*Problem details*:
Change every occurrence of "photo" to "image" throughout the records below and reproduce them with nothing else altered. Leave the pictures out of your answer.

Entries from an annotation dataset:
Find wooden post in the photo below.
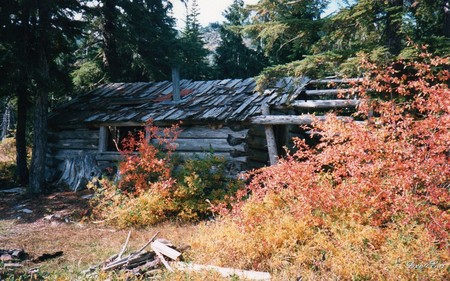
[98,126,108,152]
[172,66,181,101]
[261,104,278,165]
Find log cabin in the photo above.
[46,76,357,190]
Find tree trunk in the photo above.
[442,0,450,38]
[385,0,403,55]
[16,81,28,185]
[102,0,120,82]
[28,1,50,194]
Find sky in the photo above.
[171,0,342,28]
[172,0,258,28]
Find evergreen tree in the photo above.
[214,0,266,78]
[0,0,82,193]
[246,0,329,64]
[178,0,212,80]
[72,0,176,90]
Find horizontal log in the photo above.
[247,148,269,164]
[52,149,97,160]
[150,240,181,260]
[178,126,248,139]
[49,129,99,140]
[305,89,350,96]
[247,135,267,149]
[291,100,359,109]
[48,139,98,149]
[309,78,363,84]
[250,114,353,125]
[175,151,247,162]
[95,152,123,162]
[169,138,234,152]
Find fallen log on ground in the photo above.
[84,231,271,280]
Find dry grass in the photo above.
[0,220,207,280]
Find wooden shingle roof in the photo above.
[49,78,308,127]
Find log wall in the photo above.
[47,125,268,188]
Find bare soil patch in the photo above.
[0,188,196,280]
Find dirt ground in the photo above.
[0,188,196,280]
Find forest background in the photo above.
[0,0,450,198]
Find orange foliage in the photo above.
[227,54,450,247]
[118,122,179,195]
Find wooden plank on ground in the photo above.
[150,240,181,260]
[172,262,271,280]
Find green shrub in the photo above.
[89,125,241,227]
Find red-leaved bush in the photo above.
[118,122,179,195]
[222,50,450,247]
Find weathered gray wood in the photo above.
[227,134,245,146]
[49,129,99,140]
[150,240,181,260]
[250,115,353,125]
[178,126,248,139]
[48,139,98,150]
[305,89,349,96]
[261,104,278,165]
[95,152,123,161]
[175,152,247,162]
[291,100,359,109]
[57,154,100,191]
[172,262,271,281]
[247,135,267,149]
[247,148,269,162]
[169,138,233,152]
[172,66,181,101]
[309,78,363,84]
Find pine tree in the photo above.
[175,0,212,80]
[214,0,266,78]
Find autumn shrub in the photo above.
[0,138,16,187]
[188,50,450,280]
[89,121,241,227]
[172,153,243,221]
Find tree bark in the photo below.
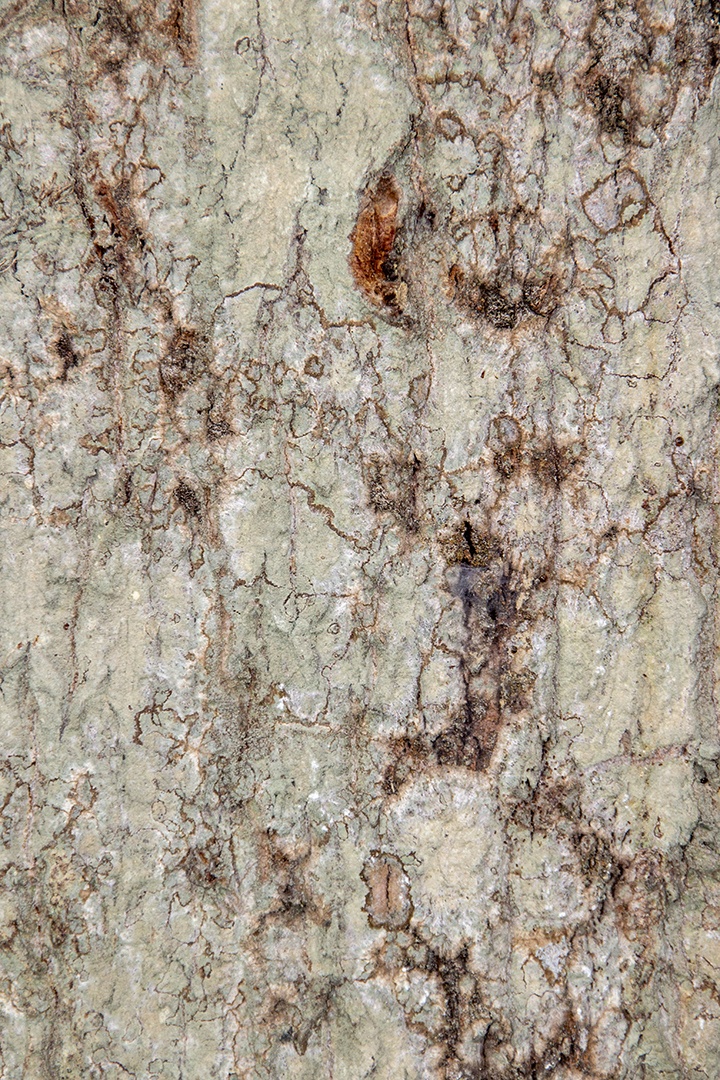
[0,0,720,1080]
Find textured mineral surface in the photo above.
[0,0,720,1080]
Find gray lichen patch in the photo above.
[0,0,720,1080]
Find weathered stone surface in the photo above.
[0,0,720,1080]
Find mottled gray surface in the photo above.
[0,0,720,1080]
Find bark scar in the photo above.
[350,176,407,312]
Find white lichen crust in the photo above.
[0,0,720,1080]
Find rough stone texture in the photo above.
[0,0,720,1080]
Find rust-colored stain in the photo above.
[350,176,404,311]
[361,851,412,930]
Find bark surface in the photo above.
[0,0,720,1080]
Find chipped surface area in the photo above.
[0,0,720,1080]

*Task solution*:
Find wooden post in the image below.
[98,126,108,152]
[172,66,181,101]
[261,104,278,165]
Find log cabin in the image above.
[46,76,357,190]
Find tree trunk in the image above.
[442,0,450,38]
[385,0,403,55]
[16,81,28,185]
[102,0,120,82]
[28,1,50,194]
Find sky in the image above.
[171,0,342,28]
[172,0,258,28]
Find evergreen tree in the image above.
[214,0,266,78]
[0,0,82,193]
[246,0,329,64]
[178,0,212,80]
[72,0,176,90]
Find horizontal log in the image above.
[247,148,269,164]
[52,149,97,160]
[150,240,181,260]
[178,126,248,139]
[49,129,99,140]
[305,89,350,96]
[247,135,267,149]
[291,100,359,109]
[48,139,98,149]
[309,78,363,84]
[250,114,353,125]
[175,151,247,162]
[95,152,123,162]
[169,138,234,152]
Find fallen log on ground in the image above.
[84,231,271,280]
Find dry grass in the image above.
[0,220,207,280]
Find wooden shingle roof in the image above.
[49,78,308,127]
Find log wall in the image above.
[47,125,268,188]
Find bare soil patch in the image above.
[0,188,196,280]
Find dirt ground in the image above.
[0,188,196,280]
Find forest background in the image above.
[0,0,450,198]
Find orange foliage in the image above.
[227,54,450,247]
[118,122,179,195]
Find wooden plank on ground in the image above.
[150,240,181,260]
[172,262,271,280]
Find green shrub in the image above.
[89,125,241,227]
Find red-leaved bush in the image above.
[118,122,179,195]
[222,50,450,247]
Find weathered gray wood in the image above.
[227,134,245,146]
[49,129,99,140]
[150,240,181,260]
[250,115,353,125]
[178,126,248,139]
[48,139,98,150]
[305,89,349,96]
[261,104,278,165]
[95,152,123,161]
[175,152,247,162]
[291,100,359,109]
[57,154,100,191]
[172,262,271,281]
[247,135,267,149]
[247,148,269,162]
[169,138,233,152]
[172,66,181,101]
[309,78,363,84]
Find pine tree in the image above.
[175,0,212,80]
[214,0,266,78]
Find autumn shrub in the image above.
[0,138,16,187]
[188,50,450,280]
[89,121,241,227]
[172,153,243,221]
Find tree bark in the image below.
[0,0,720,1080]
Find textured mineral surface in the image above.
[0,0,720,1080]
Find gray lichen patch in the image above.
[0,0,720,1080]
Find weathered stone surface in the image above.
[0,0,720,1080]
Find mottled gray surface in the image above.
[0,0,720,1080]
Find bark scar in the image above.
[350,176,407,312]
Find white lichen crust in the image above.
[0,0,720,1080]
Find rough stone texture in the image above.
[0,0,720,1080]
Find rust-colored stain in the image above.
[350,176,404,311]
[361,851,412,930]
Find bark surface in the image above.
[0,0,720,1080]
Find chipped surface area in the image above.
[0,0,720,1080]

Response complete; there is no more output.